- _SOURCE DOCUMENT_
The review timeline begins once MoET confirms the filing is complete. Industry observers expect completeness checks to take several working days, after which the substantive review clock starts. Practitioners report that straightforward, non-problematic transactions may be cleared within approximately 90 working days, though complex cases, particularly those raising horizontal-overlap or vertical-foreclosure concerns, may take longer.

Remedies for Emergency Deals

In limited circumstances, parties may seek interim measures or accelerated treatment from MoET. Where a target is in financial distress and delay risks the destruction of value, a “failing firm” argument may support expedited consideration. However, no formal fast-track procedure has been published, and deal teams should factor in full review timelines when setting long-stop dates.

Redomiciliation Mechanics Under the Companies Law, What Changes for Share Transfers & Cross-Border Targets

The UAE Companies Law 2026 amendments introduce a formal redomiciliation framework permitting companies to transfer their legal seat between mainland UAE and designated free zones, or from foreign jurisdictions into the UAE, while preserving corporate continuity. This is a material development for cross-border M&A because it means a target company can change its regulatory domicile without the need for dissolution and re-incorporation, preserving existing contracts, licences and shareholder structures.

Stored items:

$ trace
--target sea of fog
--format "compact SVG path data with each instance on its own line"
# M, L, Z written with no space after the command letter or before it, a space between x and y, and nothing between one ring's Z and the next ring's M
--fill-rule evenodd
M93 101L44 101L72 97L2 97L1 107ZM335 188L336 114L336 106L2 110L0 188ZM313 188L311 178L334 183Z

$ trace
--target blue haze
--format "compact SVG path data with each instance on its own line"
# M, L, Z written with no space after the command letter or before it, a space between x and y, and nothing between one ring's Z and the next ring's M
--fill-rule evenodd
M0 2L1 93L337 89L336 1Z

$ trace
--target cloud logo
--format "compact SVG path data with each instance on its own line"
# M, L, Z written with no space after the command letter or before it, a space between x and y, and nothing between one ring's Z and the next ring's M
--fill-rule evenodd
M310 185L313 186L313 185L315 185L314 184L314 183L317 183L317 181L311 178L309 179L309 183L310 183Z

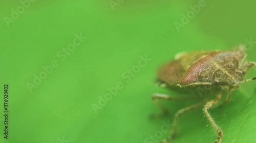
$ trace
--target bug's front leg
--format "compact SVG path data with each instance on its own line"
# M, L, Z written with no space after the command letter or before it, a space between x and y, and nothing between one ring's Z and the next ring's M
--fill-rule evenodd
M256 69L256 63L251 62L247 62L243 67L242 67L241 70L243 71L243 75L247 72L248 70L251 66L254 67Z
M208 119L208 120L210 122L210 124L212 127L214 127L215 131L217 133L217 138L215 140L215 143L219 143L221 141L221 138L223 136L223 133L221 129L218 126L215 122L214 122L214 119L211 118L208 110L214 107L216 104L220 101L220 99L221 98L221 94L218 94L216 97L216 98L213 100L211 100L206 103L206 104L204 105L204 107L203 109L203 111L205 115L205 116Z
M151 116L151 118L155 118L156 117L166 115L168 113L168 110L162 106L159 102L159 99L164 99L168 100L192 100L198 99L198 97L177 97L170 95L168 95L163 94L155 93L152 95L152 99L155 102L156 105L158 106L161 110L161 113L160 114L153 114Z

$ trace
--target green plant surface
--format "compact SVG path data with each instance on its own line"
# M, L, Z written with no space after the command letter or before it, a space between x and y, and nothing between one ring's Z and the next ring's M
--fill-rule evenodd
M175 22L202 1L113 1L119 2L114 9L109 1L35 1L9 24L5 17L20 2L0 2L0 112L5 84L10 111L8 139L0 116L0 142L157 142L170 132L150 139L163 122L172 123L177 111L198 101L161 101L169 114L150 119L160 112L153 93L193 96L156 86L160 66L180 52L231 50L241 44L247 59L256 61L256 43L247 43L256 41L254 1L205 0L179 30ZM76 34L87 38L60 57ZM140 62L145 56L150 60ZM130 75L139 63L143 66ZM35 76L53 64L56 67L35 84ZM255 73L251 68L245 78ZM223 131L221 143L256 142L255 85L243 83L228 103L210 110ZM108 88L115 87L117 94L110 94ZM106 94L112 95L106 103L101 99ZM202 108L180 117L170 142L214 142Z

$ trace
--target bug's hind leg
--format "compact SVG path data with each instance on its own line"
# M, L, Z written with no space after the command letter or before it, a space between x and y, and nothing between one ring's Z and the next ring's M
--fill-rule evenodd
M198 97L177 97L170 96L166 94L155 93L152 95L152 99L155 102L156 105L159 107L161 110L161 113L160 114L153 114L151 115L150 118L154 119L157 118L158 117L161 117L162 116L165 116L168 114L168 110L162 106L159 102L159 99L164 99L168 100L174 100L174 101L180 101L180 100L192 100L195 99L198 99Z
M256 69L256 63L251 62L246 63L241 69L243 71L243 74L244 75L247 72L249 69L252 66L253 66Z
M180 116L182 116L182 115L184 114L186 112L187 112L189 111L191 111L193 109L196 109L198 107L200 107L201 106L202 106L203 104L205 103L205 101L203 100L203 101L197 103L197 104L194 104L193 105L186 107L185 108L184 108L183 109L180 109L178 110L176 113L175 114L175 116L174 117L174 121L173 123L173 129L172 130L171 134L167 138L163 139L161 141L159 142L159 143L165 143L167 142L168 141L170 141L172 139L174 138L176 135L176 132L177 132L177 126L178 124L178 119Z
M216 123L214 122L214 119L211 118L208 110L212 107L214 107L216 104L220 101L220 99L221 98L221 94L218 94L216 98L213 100L211 100L206 103L204 105L203 109L203 111L205 115L205 116L208 119L208 120L210 122L212 127L214 127L215 131L217 133L217 138L215 140L215 143L219 143L221 141L221 138L223 136L223 133L221 129L218 126Z

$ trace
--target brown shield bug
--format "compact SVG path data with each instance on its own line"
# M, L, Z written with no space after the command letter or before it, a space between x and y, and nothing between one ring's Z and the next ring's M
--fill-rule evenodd
M240 83L256 79L256 77L243 79L250 67L256 68L256 63L245 61L246 55L244 49L244 47L240 46L239 48L230 51L178 53L174 60L159 69L158 80L162 83L162 87L194 94L198 93L200 96L200 89L207 88L208 91L216 95L214 98L206 97L200 103L178 110L175 116L170 135L160 142L167 142L175 137L178 119L180 116L202 106L203 106L204 113L217 133L217 137L215 142L221 141L223 133L211 118L208 110L219 104L223 91L227 94L221 105L228 101L231 90L238 88ZM166 109L159 104L158 99L180 100L193 98L193 97L181 97L158 93L152 95L152 99L164 113Z

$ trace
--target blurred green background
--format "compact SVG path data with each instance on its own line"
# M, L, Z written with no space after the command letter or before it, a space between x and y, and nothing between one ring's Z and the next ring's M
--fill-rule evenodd
M162 122L173 122L176 111L196 102L163 101L170 115L148 119L160 111L152 93L183 96L154 84L160 66L180 51L231 49L240 44L246 44L247 59L256 61L255 42L246 44L256 42L254 1L206 0L179 30L175 22L181 23L182 14L203 2L0 2L0 115L4 84L9 85L10 111L8 139L0 116L0 142L155 142L146 138L161 130ZM76 34L87 39L64 54ZM140 56L145 55L151 60L128 75L127 70L138 67ZM52 62L58 66L35 85L35 75ZM251 69L246 78L255 73ZM92 105L99 105L99 96L119 82L122 88L96 113ZM255 85L241 85L227 104L210 110L223 131L222 142L256 142ZM216 138L201 109L181 117L178 127L172 142L214 142Z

- _EXERCISE INSTRUCTIONS_
**A.** Answer these questions from the text on UAE deal reviews:
(i) About how many working days may practitioners expect for clearing a straightforward, non-problematic transaction?
(ii) What argument may support expedited consideration when a target is in financial distress?
(iii) Between which places does the redomiciliation framework let companies transfer their legal seat?
**B.** Does the text on UAE deal reviews support each statement? Answer yes or no, and quote the deciding words.
(i) MoET has published a formal fast-track procedure.
(ii) Under the redomiciliation framework, a target company must dissolve and re-incorporate to change its regulatory domicile.
(iii) The substantive review clock starts after completeness checks.

- _RESPONSES IN ORDER_
**A.**
(i) Approximately 90 working days.
(ii) A "failing firm" argument.
(iii) Between mainland UAE and designated free zones, or from foreign jurisdictions into the UAE.

**B.**
(i) No: "no formal fast-track procedure has been published"
(ii) No: "without the need for dissolution and re-incorporation"
(iii) Yes: "after which the substantive review clock starts"